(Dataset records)
....

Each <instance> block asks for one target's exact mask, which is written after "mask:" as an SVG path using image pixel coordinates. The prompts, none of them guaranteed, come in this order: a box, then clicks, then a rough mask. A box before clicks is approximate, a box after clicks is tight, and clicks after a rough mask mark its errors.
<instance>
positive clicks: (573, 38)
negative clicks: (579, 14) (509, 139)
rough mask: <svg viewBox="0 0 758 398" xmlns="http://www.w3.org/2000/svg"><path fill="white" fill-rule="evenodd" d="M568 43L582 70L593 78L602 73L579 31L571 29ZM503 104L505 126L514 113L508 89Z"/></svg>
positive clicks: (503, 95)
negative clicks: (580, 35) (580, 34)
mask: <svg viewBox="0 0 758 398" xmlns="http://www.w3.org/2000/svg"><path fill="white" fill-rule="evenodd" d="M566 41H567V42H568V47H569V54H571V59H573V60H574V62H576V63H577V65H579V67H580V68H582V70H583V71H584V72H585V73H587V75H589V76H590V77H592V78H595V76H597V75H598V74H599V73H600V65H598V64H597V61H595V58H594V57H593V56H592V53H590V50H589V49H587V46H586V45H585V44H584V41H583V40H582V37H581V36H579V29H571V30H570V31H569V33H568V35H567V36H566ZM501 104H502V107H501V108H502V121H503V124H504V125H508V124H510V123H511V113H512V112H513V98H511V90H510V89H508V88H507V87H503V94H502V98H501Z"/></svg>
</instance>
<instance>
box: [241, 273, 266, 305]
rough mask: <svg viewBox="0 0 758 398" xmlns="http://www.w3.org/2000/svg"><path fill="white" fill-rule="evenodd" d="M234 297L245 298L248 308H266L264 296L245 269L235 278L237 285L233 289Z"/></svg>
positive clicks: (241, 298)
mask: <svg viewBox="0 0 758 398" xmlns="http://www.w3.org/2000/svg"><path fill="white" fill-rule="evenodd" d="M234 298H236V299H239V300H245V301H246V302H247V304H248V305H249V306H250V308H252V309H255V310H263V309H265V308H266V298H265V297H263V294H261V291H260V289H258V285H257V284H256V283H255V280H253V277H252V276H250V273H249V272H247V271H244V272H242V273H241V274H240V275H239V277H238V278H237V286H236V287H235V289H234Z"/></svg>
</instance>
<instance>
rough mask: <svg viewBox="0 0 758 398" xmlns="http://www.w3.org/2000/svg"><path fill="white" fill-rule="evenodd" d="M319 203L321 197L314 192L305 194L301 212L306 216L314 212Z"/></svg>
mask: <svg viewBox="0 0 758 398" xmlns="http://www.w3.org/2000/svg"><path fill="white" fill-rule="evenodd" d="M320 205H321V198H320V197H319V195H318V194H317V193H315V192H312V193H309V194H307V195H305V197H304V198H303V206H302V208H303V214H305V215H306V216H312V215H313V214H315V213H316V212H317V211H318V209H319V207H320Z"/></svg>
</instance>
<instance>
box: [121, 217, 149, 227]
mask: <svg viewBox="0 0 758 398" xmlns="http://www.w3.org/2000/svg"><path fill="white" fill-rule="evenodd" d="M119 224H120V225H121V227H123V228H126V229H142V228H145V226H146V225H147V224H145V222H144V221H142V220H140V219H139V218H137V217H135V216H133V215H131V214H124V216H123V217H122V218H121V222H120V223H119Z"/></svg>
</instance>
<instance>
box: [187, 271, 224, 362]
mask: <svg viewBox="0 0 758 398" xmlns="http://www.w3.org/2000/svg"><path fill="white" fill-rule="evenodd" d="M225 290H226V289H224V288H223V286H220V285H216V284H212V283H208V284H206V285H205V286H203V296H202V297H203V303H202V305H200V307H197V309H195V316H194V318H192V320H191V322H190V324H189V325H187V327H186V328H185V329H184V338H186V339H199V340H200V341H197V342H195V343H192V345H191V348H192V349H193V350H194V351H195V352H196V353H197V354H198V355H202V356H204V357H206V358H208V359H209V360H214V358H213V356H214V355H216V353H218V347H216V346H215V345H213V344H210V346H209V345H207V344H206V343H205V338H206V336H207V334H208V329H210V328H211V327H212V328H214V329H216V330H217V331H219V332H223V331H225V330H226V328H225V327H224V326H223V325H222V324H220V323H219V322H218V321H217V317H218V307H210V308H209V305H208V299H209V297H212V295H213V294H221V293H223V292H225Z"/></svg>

....

> [Task to carry out] The records are to be repeated in full, exactly as they stand.

> [Output for this task]
Each <instance> block asks for one target's exact mask, which is written after "mask:" as an SVG path using image pixel coordinates. The prompts, none of them guaranteed, come in this order: a box, then clicks, then a rough mask. A box before clicks is approximate, a box after clicks is tight, and clicks after a rough mask mark its errors.
<instance>
positive clicks: (573, 38)
negative clicks: (579, 14) (509, 139)
rough mask: <svg viewBox="0 0 758 398" xmlns="http://www.w3.org/2000/svg"><path fill="white" fill-rule="evenodd" d="M568 43L582 70L593 78L602 73L579 31L571 29ZM503 104L505 126L514 113L508 89Z"/></svg>
positive clicks: (503, 95)
negative clicks: (580, 35) (580, 34)
mask: <svg viewBox="0 0 758 398" xmlns="http://www.w3.org/2000/svg"><path fill="white" fill-rule="evenodd" d="M566 41H567V42H568V47H569V54H571V59H573V60H574V62H576V63H577V65H579V67H580V68H582V70H583V71H584V72H585V73H587V75H589V76H590V77H592V78H595V76H597V75H598V74H599V73H600V65H598V64H597V61H595V58H594V57H593V56H592V53H590V50H589V49H587V46H586V45H585V44H584V41H583V40H582V37H581V36H579V29H571V30H570V31H569V33H568V35H567V36H566ZM501 104H502V107H501V108H502V121H503V124H504V125H508V124H510V123H511V113H512V112H513V98H511V90H510V89H508V88H507V87H503V94H502V98H501Z"/></svg>
</instance>
<instance>
box: [241, 273, 266, 305]
rough mask: <svg viewBox="0 0 758 398" xmlns="http://www.w3.org/2000/svg"><path fill="white" fill-rule="evenodd" d="M234 297L245 298L248 308H266L264 296L245 269L235 278L237 285L233 289Z"/></svg>
positive clicks: (241, 298)
mask: <svg viewBox="0 0 758 398" xmlns="http://www.w3.org/2000/svg"><path fill="white" fill-rule="evenodd" d="M234 298H236V299H239V300H245V301H246V302H247V304H248V305H249V306H250V308H252V309H255V310H263V309H265V308H266V298H265V297H263V294H261V291H260V289H258V285H257V284H256V283H255V280H253V277H252V276H250V273H249V272H247V271H244V272H242V273H241V274H240V275H239V277H238V278H237V286H236V287H235V289H234Z"/></svg>
</instance>
<instance>
rough mask: <svg viewBox="0 0 758 398" xmlns="http://www.w3.org/2000/svg"><path fill="white" fill-rule="evenodd" d="M319 203L321 197L314 192L305 194L301 212L306 216L314 212Z"/></svg>
mask: <svg viewBox="0 0 758 398" xmlns="http://www.w3.org/2000/svg"><path fill="white" fill-rule="evenodd" d="M320 205H321V198H320V197H319V195H318V194H317V193H315V192H312V193H309V194H307V195H305V197H304V198H303V206H302V208H303V214H305V215H306V216H312V215H313V214H315V213H316V212H317V211H318V209H319V207H320Z"/></svg>
</instance>
<instance>
box: [121, 217, 149, 227]
mask: <svg viewBox="0 0 758 398" xmlns="http://www.w3.org/2000/svg"><path fill="white" fill-rule="evenodd" d="M119 224H120V225H121V227H123V228H126V229H142V228H145V226H146V225H147V224H145V222H144V221H142V220H140V219H139V218H137V217H135V216H133V215H131V214H124V216H123V217H122V218H121V222H120V223H119Z"/></svg>
</instance>
<instance>
box: [187, 271, 224, 362]
mask: <svg viewBox="0 0 758 398" xmlns="http://www.w3.org/2000/svg"><path fill="white" fill-rule="evenodd" d="M225 290H226V289H224V288H223V286H220V285H216V284H212V283H208V284H206V285H205V286H203V296H202V297H203V303H202V305H200V307H197V309H195V316H194V318H192V320H191V322H190V324H189V325H187V327H186V328H185V329H184V338H186V339H199V340H200V341H197V342H195V343H192V345H191V348H192V349H193V350H194V351H195V352H196V353H197V354H198V355H202V356H204V357H206V358H208V359H209V360H214V358H213V356H214V355H216V353H218V347H216V346H215V345H213V344H210V346H209V345H207V344H206V343H205V338H206V336H207V334H208V329H210V328H211V327H212V328H214V329H216V330H217V331H219V332H223V331H225V330H226V328H225V327H224V326H223V325H222V324H220V323H219V322H218V321H217V317H218V307H210V308H209V305H208V299H209V297H212V295H213V294H221V293H223V292H225Z"/></svg>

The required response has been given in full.